**Page excerpt:**
Id. These factors, applied to this case, weigh
heavily in favor of granting the limited discovery PAUL requests.
It
is clear that any direct evidence
relating to PAUL’s claims against HRC and COMMITTEE is most likely to be in the
exclusive knowledge of HRC. In a
directly comparable case, the court in Lafayette,
supra, recognized that discovery was critical in that instance, a libel
action, because the defendant “will generally be the principal, if not the
only, source of evidence concerning such matters as whether the defendant knew
the statement published was false and defamatory, or acted negligently in
failing to learn whether the matter published was false and defamatory.” Lafayette, supra, 37 Cal. App. 4th at 868 (cited with approval in Garment Workers Ctr., 117 Cal. App. 4th
at 1162). Here, only HRC is likely to
have information regarding her personal knowledge of WJC’s and LEVIN’s
intentions with regard to PAUL and the allegations of the FAC, and only HRC is
likely to have information regarding her personal knowledge of SMITH’s actions
in producing the Hollywood Tribute. And
this information – central to PAUL’s claims – will only be available to PAUL
through a deposition of HRC.

**Exercises:**
1. Answer these questions using the brief excerpt above.
(a) What kind of action was the Lafayette case?
(b) In producing what did SMITH take the actions that HRC may have personal knowledge of?
(c) By what means does the text say the information central to PAUL's claims will become available to PAUL?
2. Using the brief excerpt above, explain why the court in Lafayette found discovery critical in that case.

**Dataset records:**

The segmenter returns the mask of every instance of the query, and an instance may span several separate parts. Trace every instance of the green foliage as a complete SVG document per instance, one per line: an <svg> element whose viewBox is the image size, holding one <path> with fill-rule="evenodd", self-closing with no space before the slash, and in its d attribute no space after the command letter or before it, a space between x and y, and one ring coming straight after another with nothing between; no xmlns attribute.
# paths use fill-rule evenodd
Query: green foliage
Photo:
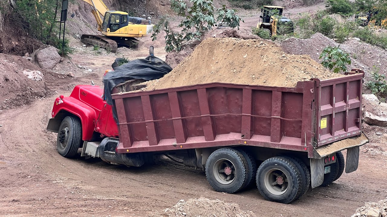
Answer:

**Responses in order:**
1.
(a) A libel action.
(b) The Hollywood Tribute.
(c) Through a deposition of HRC.

2. The court found discovery critical because, in a libel action, the defendant will generally be the principal, if not the only, source of evidence. That evidence concerns whether the defendant knew the published statement was false and defamatory, or acted negligently in failing to learn whether it was.